• _YOUR GOAL_
From the material below, copy out every line that contains the word "white".

• _ENTRIES SHOWN_
--
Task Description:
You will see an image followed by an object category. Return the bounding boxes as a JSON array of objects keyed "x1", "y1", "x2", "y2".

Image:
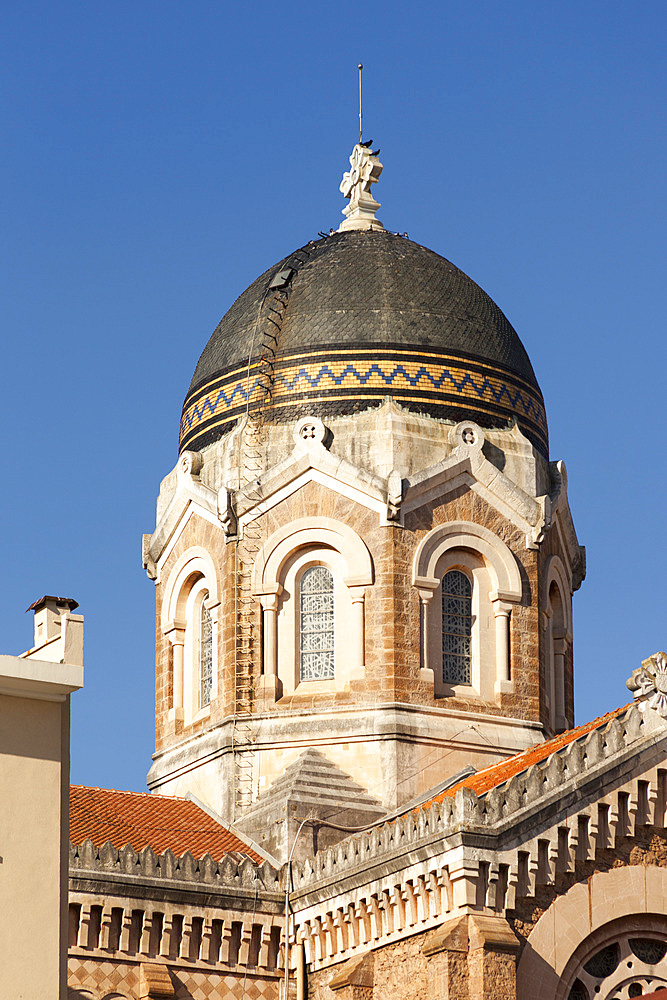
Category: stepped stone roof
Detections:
[
  {"x1": 240, "y1": 747, "x2": 386, "y2": 822},
  {"x1": 70, "y1": 785, "x2": 264, "y2": 864},
  {"x1": 181, "y1": 230, "x2": 547, "y2": 455},
  {"x1": 418, "y1": 702, "x2": 634, "y2": 809}
]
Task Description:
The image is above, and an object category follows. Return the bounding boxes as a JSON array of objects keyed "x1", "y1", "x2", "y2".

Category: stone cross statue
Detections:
[{"x1": 338, "y1": 141, "x2": 384, "y2": 233}]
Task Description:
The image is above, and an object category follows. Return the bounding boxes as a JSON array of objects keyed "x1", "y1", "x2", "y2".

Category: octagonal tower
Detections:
[{"x1": 144, "y1": 147, "x2": 584, "y2": 856}]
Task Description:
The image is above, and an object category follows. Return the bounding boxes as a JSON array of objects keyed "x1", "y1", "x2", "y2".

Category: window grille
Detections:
[
  {"x1": 299, "y1": 566, "x2": 334, "y2": 681},
  {"x1": 442, "y1": 569, "x2": 472, "y2": 684},
  {"x1": 199, "y1": 601, "x2": 213, "y2": 708}
]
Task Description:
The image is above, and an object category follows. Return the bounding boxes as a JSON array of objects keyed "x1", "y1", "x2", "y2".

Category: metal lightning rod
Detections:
[{"x1": 357, "y1": 63, "x2": 364, "y2": 142}]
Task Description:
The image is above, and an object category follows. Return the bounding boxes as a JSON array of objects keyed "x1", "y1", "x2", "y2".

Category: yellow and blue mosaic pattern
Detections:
[{"x1": 181, "y1": 347, "x2": 547, "y2": 455}]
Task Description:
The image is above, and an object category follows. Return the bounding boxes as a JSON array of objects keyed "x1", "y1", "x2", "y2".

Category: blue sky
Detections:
[{"x1": 0, "y1": 0, "x2": 667, "y2": 790}]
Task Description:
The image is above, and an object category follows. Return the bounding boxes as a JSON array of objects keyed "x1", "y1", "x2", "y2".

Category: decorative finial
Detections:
[
  {"x1": 357, "y1": 63, "x2": 364, "y2": 143},
  {"x1": 626, "y1": 652, "x2": 667, "y2": 719},
  {"x1": 338, "y1": 139, "x2": 384, "y2": 233}
]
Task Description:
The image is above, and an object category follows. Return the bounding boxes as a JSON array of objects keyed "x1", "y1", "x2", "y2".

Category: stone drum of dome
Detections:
[{"x1": 180, "y1": 230, "x2": 548, "y2": 457}]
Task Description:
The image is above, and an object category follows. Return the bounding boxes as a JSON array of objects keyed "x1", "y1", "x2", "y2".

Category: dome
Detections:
[{"x1": 181, "y1": 229, "x2": 548, "y2": 456}]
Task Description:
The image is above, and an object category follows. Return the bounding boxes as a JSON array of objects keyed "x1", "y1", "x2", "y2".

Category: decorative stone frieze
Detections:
[{"x1": 292, "y1": 707, "x2": 667, "y2": 968}]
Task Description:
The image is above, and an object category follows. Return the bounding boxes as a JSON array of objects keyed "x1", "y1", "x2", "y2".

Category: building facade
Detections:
[{"x1": 65, "y1": 145, "x2": 667, "y2": 1000}]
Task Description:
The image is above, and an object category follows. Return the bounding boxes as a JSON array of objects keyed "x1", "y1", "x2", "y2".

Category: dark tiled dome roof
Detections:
[{"x1": 181, "y1": 231, "x2": 547, "y2": 454}]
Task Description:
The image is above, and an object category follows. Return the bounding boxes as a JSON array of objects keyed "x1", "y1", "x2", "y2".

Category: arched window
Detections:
[
  {"x1": 199, "y1": 594, "x2": 213, "y2": 708},
  {"x1": 299, "y1": 566, "x2": 335, "y2": 681},
  {"x1": 442, "y1": 569, "x2": 472, "y2": 684}
]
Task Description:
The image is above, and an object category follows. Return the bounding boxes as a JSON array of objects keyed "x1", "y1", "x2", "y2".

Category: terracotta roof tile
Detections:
[
  {"x1": 70, "y1": 785, "x2": 264, "y2": 864},
  {"x1": 418, "y1": 702, "x2": 632, "y2": 809}
]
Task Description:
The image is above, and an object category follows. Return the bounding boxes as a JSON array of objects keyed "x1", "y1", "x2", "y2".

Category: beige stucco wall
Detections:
[{"x1": 0, "y1": 644, "x2": 83, "y2": 1000}]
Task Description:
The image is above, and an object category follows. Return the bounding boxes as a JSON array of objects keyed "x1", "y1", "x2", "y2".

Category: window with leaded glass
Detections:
[
  {"x1": 299, "y1": 566, "x2": 334, "y2": 681},
  {"x1": 199, "y1": 601, "x2": 213, "y2": 708},
  {"x1": 442, "y1": 569, "x2": 472, "y2": 684}
]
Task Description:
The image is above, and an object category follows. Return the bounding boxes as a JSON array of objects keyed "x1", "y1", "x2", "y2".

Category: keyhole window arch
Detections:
[
  {"x1": 252, "y1": 517, "x2": 373, "y2": 698},
  {"x1": 160, "y1": 546, "x2": 221, "y2": 726},
  {"x1": 442, "y1": 569, "x2": 472, "y2": 684},
  {"x1": 412, "y1": 521, "x2": 522, "y2": 701},
  {"x1": 299, "y1": 566, "x2": 336, "y2": 681}
]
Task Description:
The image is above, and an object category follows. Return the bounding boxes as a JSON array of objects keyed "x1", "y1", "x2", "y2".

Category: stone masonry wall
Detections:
[{"x1": 156, "y1": 472, "x2": 540, "y2": 751}]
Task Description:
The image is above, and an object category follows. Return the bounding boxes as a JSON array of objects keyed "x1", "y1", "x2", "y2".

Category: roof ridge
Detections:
[{"x1": 70, "y1": 782, "x2": 189, "y2": 809}]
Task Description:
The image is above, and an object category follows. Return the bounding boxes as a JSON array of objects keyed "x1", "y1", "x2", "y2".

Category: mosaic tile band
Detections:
[{"x1": 180, "y1": 347, "x2": 547, "y2": 455}]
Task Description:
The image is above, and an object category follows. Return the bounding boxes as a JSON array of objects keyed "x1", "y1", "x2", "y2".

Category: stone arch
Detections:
[
  {"x1": 160, "y1": 545, "x2": 222, "y2": 632},
  {"x1": 412, "y1": 521, "x2": 523, "y2": 699},
  {"x1": 160, "y1": 545, "x2": 222, "y2": 724},
  {"x1": 544, "y1": 555, "x2": 572, "y2": 641},
  {"x1": 252, "y1": 517, "x2": 373, "y2": 595},
  {"x1": 252, "y1": 517, "x2": 373, "y2": 697},
  {"x1": 412, "y1": 521, "x2": 522, "y2": 602},
  {"x1": 517, "y1": 865, "x2": 667, "y2": 1000}
]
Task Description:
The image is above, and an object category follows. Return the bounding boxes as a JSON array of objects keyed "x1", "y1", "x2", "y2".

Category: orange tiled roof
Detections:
[
  {"x1": 418, "y1": 702, "x2": 632, "y2": 809},
  {"x1": 70, "y1": 785, "x2": 264, "y2": 864}
]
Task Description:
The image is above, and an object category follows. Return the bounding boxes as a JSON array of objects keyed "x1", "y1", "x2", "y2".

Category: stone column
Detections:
[
  {"x1": 259, "y1": 593, "x2": 282, "y2": 701},
  {"x1": 493, "y1": 601, "x2": 514, "y2": 694},
  {"x1": 553, "y1": 636, "x2": 567, "y2": 729},
  {"x1": 350, "y1": 587, "x2": 366, "y2": 676},
  {"x1": 417, "y1": 580, "x2": 438, "y2": 684},
  {"x1": 165, "y1": 621, "x2": 185, "y2": 721}
]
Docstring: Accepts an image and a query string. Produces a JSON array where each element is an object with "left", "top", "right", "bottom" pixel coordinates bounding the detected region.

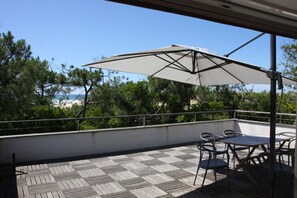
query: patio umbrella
[{"left": 85, "top": 45, "right": 296, "bottom": 86}]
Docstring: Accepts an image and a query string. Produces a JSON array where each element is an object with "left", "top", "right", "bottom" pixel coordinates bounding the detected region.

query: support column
[{"left": 269, "top": 34, "right": 276, "bottom": 197}]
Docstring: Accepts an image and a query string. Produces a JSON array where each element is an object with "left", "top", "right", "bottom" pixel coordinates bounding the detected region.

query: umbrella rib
[
  {"left": 151, "top": 52, "right": 190, "bottom": 76},
  {"left": 84, "top": 49, "right": 189, "bottom": 66},
  {"left": 199, "top": 54, "right": 243, "bottom": 84}
]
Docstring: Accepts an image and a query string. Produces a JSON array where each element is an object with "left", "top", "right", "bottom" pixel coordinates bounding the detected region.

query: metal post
[
  {"left": 142, "top": 116, "right": 145, "bottom": 127},
  {"left": 269, "top": 35, "right": 276, "bottom": 197}
]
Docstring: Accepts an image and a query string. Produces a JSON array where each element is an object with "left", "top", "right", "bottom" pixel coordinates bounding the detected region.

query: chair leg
[
  {"left": 201, "top": 169, "right": 208, "bottom": 190},
  {"left": 193, "top": 166, "right": 199, "bottom": 186}
]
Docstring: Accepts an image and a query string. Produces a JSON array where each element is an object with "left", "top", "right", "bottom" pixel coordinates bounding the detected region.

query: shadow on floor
[
  {"left": 180, "top": 167, "right": 294, "bottom": 198},
  {"left": 0, "top": 166, "right": 18, "bottom": 198}
]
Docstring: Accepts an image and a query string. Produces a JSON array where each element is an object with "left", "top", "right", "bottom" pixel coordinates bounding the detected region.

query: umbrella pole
[{"left": 269, "top": 34, "right": 276, "bottom": 197}]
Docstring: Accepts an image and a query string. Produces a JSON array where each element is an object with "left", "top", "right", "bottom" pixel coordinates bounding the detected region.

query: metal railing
[{"left": 0, "top": 110, "right": 296, "bottom": 136}]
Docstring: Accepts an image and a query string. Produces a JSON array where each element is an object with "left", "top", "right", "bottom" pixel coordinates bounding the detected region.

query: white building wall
[{"left": 0, "top": 119, "right": 296, "bottom": 164}]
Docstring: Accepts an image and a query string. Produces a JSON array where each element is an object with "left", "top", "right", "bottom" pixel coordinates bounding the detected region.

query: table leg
[{"left": 228, "top": 144, "right": 257, "bottom": 185}]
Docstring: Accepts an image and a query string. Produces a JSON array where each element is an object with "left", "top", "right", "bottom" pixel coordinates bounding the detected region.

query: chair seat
[
  {"left": 235, "top": 146, "right": 249, "bottom": 151},
  {"left": 199, "top": 159, "right": 228, "bottom": 169},
  {"left": 262, "top": 161, "right": 294, "bottom": 175}
]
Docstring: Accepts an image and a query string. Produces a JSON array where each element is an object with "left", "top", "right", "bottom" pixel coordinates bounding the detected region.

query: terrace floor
[{"left": 0, "top": 145, "right": 293, "bottom": 198}]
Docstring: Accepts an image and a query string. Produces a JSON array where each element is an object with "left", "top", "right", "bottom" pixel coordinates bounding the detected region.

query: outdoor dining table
[{"left": 221, "top": 136, "right": 289, "bottom": 185}]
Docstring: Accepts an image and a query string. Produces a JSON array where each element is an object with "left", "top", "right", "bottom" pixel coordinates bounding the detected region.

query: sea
[
  {"left": 53, "top": 94, "right": 84, "bottom": 101},
  {"left": 52, "top": 94, "right": 83, "bottom": 108}
]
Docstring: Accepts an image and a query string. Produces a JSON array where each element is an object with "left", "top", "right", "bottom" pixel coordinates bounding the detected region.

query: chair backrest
[
  {"left": 200, "top": 132, "right": 218, "bottom": 144},
  {"left": 275, "top": 131, "right": 296, "bottom": 138},
  {"left": 275, "top": 131, "right": 296, "bottom": 148},
  {"left": 223, "top": 129, "right": 242, "bottom": 138}
]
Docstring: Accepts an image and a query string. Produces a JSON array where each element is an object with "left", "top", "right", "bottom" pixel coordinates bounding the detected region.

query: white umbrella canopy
[{"left": 84, "top": 45, "right": 296, "bottom": 86}]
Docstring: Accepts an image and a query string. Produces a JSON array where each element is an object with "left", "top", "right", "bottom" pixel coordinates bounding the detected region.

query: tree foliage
[{"left": 0, "top": 32, "right": 297, "bottom": 135}]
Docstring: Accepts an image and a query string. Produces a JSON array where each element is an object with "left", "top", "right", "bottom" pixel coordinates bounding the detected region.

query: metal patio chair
[
  {"left": 193, "top": 140, "right": 230, "bottom": 190},
  {"left": 223, "top": 129, "right": 250, "bottom": 167}
]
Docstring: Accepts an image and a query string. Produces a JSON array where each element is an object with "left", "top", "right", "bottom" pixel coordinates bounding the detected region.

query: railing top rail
[
  {"left": 235, "top": 110, "right": 296, "bottom": 116},
  {"left": 0, "top": 110, "right": 233, "bottom": 124}
]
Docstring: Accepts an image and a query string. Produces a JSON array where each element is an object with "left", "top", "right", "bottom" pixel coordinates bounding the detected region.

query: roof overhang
[{"left": 108, "top": 0, "right": 297, "bottom": 39}]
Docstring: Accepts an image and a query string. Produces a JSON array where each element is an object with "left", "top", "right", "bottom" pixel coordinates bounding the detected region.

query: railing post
[
  {"left": 142, "top": 116, "right": 145, "bottom": 127},
  {"left": 77, "top": 118, "right": 80, "bottom": 131}
]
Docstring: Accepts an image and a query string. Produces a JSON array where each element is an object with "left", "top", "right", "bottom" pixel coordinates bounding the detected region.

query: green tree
[
  {"left": 281, "top": 40, "right": 297, "bottom": 79},
  {"left": 62, "top": 65, "right": 102, "bottom": 118},
  {"left": 0, "top": 32, "right": 35, "bottom": 120}
]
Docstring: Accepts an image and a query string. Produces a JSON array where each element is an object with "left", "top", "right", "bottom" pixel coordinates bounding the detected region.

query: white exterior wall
[
  {"left": 0, "top": 120, "right": 296, "bottom": 164},
  {"left": 0, "top": 120, "right": 234, "bottom": 164}
]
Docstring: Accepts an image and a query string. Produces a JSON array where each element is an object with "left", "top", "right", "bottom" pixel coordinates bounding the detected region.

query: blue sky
[{"left": 0, "top": 0, "right": 290, "bottom": 90}]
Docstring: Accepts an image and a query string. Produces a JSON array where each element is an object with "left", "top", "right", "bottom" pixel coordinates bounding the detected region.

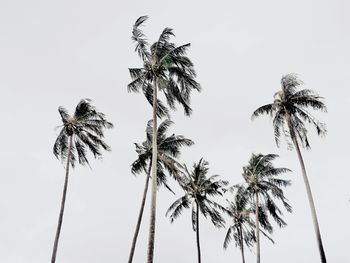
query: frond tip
[{"left": 53, "top": 99, "right": 113, "bottom": 167}]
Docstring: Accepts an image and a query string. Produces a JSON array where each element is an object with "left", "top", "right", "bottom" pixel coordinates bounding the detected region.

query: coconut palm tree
[
  {"left": 166, "top": 158, "right": 228, "bottom": 263},
  {"left": 224, "top": 185, "right": 256, "bottom": 263},
  {"left": 128, "top": 120, "right": 193, "bottom": 263},
  {"left": 242, "top": 154, "right": 292, "bottom": 263},
  {"left": 128, "top": 16, "right": 200, "bottom": 263},
  {"left": 51, "top": 99, "right": 113, "bottom": 263},
  {"left": 252, "top": 74, "right": 327, "bottom": 263}
]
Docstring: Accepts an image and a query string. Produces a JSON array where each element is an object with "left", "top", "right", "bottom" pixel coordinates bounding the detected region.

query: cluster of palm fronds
[{"left": 51, "top": 16, "right": 326, "bottom": 263}]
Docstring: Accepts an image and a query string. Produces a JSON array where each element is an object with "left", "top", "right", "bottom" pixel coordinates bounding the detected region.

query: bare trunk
[
  {"left": 128, "top": 161, "right": 152, "bottom": 263},
  {"left": 255, "top": 192, "right": 260, "bottom": 263},
  {"left": 196, "top": 202, "right": 201, "bottom": 263},
  {"left": 239, "top": 226, "right": 245, "bottom": 263},
  {"left": 288, "top": 120, "right": 327, "bottom": 263},
  {"left": 147, "top": 77, "right": 158, "bottom": 263},
  {"left": 51, "top": 135, "right": 73, "bottom": 263}
]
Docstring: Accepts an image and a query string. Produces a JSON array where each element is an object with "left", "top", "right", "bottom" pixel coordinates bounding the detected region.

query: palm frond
[{"left": 131, "top": 16, "right": 151, "bottom": 61}]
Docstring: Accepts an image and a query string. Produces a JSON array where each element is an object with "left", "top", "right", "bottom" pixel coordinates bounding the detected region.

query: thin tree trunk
[
  {"left": 239, "top": 226, "right": 245, "bottom": 263},
  {"left": 147, "top": 77, "right": 158, "bottom": 263},
  {"left": 128, "top": 161, "right": 152, "bottom": 263},
  {"left": 288, "top": 121, "right": 327, "bottom": 263},
  {"left": 255, "top": 192, "right": 260, "bottom": 263},
  {"left": 196, "top": 202, "right": 201, "bottom": 263},
  {"left": 51, "top": 135, "right": 73, "bottom": 263}
]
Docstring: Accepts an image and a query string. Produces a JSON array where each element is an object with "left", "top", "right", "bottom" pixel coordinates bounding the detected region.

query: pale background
[{"left": 0, "top": 0, "right": 350, "bottom": 263}]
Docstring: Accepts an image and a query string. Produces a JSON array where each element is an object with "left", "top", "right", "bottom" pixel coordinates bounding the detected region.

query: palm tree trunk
[
  {"left": 255, "top": 192, "right": 260, "bottom": 263},
  {"left": 196, "top": 202, "right": 201, "bottom": 263},
  {"left": 288, "top": 124, "right": 327, "bottom": 263},
  {"left": 239, "top": 227, "right": 245, "bottom": 263},
  {"left": 147, "top": 77, "right": 158, "bottom": 263},
  {"left": 128, "top": 161, "right": 152, "bottom": 263},
  {"left": 51, "top": 135, "right": 73, "bottom": 263}
]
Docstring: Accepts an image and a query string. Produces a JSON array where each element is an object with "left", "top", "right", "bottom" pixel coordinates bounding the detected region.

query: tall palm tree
[
  {"left": 128, "top": 120, "right": 193, "bottom": 263},
  {"left": 166, "top": 158, "right": 228, "bottom": 263},
  {"left": 224, "top": 185, "right": 256, "bottom": 263},
  {"left": 252, "top": 74, "right": 327, "bottom": 263},
  {"left": 51, "top": 99, "right": 113, "bottom": 263},
  {"left": 242, "top": 154, "right": 292, "bottom": 263},
  {"left": 128, "top": 16, "right": 200, "bottom": 263}
]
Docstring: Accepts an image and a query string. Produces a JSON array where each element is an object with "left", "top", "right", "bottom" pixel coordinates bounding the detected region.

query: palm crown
[
  {"left": 224, "top": 185, "right": 256, "bottom": 250},
  {"left": 242, "top": 154, "right": 292, "bottom": 232},
  {"left": 167, "top": 158, "right": 228, "bottom": 230},
  {"left": 252, "top": 74, "right": 327, "bottom": 149},
  {"left": 53, "top": 99, "right": 113, "bottom": 167},
  {"left": 128, "top": 16, "right": 200, "bottom": 117},
  {"left": 131, "top": 120, "right": 193, "bottom": 192}
]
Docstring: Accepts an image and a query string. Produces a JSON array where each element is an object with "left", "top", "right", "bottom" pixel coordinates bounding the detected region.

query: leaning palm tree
[
  {"left": 252, "top": 74, "right": 327, "bottom": 263},
  {"left": 128, "top": 16, "right": 200, "bottom": 263},
  {"left": 51, "top": 99, "right": 113, "bottom": 263},
  {"left": 128, "top": 120, "right": 193, "bottom": 263},
  {"left": 242, "top": 154, "right": 292, "bottom": 263},
  {"left": 166, "top": 158, "right": 228, "bottom": 263},
  {"left": 224, "top": 185, "right": 256, "bottom": 263}
]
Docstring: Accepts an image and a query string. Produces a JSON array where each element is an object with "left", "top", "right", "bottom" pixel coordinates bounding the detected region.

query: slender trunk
[
  {"left": 51, "top": 135, "right": 73, "bottom": 263},
  {"left": 288, "top": 120, "right": 327, "bottom": 263},
  {"left": 239, "top": 226, "right": 245, "bottom": 263},
  {"left": 128, "top": 163, "right": 152, "bottom": 263},
  {"left": 147, "top": 77, "right": 158, "bottom": 263},
  {"left": 196, "top": 202, "right": 201, "bottom": 263},
  {"left": 255, "top": 192, "right": 260, "bottom": 263}
]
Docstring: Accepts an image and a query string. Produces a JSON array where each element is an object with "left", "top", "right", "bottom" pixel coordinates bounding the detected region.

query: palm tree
[
  {"left": 166, "top": 158, "right": 228, "bottom": 263},
  {"left": 252, "top": 74, "right": 327, "bottom": 263},
  {"left": 51, "top": 99, "right": 113, "bottom": 263},
  {"left": 242, "top": 154, "right": 292, "bottom": 263},
  {"left": 128, "top": 16, "right": 200, "bottom": 263},
  {"left": 224, "top": 185, "right": 256, "bottom": 263},
  {"left": 128, "top": 120, "right": 193, "bottom": 263}
]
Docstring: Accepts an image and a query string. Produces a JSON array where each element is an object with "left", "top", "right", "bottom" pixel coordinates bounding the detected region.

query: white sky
[{"left": 0, "top": 0, "right": 350, "bottom": 263}]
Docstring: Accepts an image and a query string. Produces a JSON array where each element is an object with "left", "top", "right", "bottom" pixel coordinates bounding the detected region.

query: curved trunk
[
  {"left": 255, "top": 192, "right": 260, "bottom": 263},
  {"left": 128, "top": 163, "right": 152, "bottom": 263},
  {"left": 288, "top": 119, "right": 327, "bottom": 263},
  {"left": 147, "top": 77, "right": 158, "bottom": 263},
  {"left": 51, "top": 135, "right": 73, "bottom": 263},
  {"left": 239, "top": 226, "right": 245, "bottom": 263},
  {"left": 196, "top": 202, "right": 201, "bottom": 263}
]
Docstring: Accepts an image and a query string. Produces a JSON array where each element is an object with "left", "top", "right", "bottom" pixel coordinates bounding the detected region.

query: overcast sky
[{"left": 0, "top": 0, "right": 350, "bottom": 263}]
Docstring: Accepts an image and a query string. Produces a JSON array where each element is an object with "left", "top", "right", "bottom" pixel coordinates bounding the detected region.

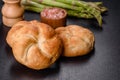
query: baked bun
[
  {"left": 55, "top": 25, "right": 94, "bottom": 57},
  {"left": 6, "top": 20, "right": 62, "bottom": 70}
]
--
• _RESULT_
query: white building wall
query: white umbrella canopy
query: white exterior wall
query: white sky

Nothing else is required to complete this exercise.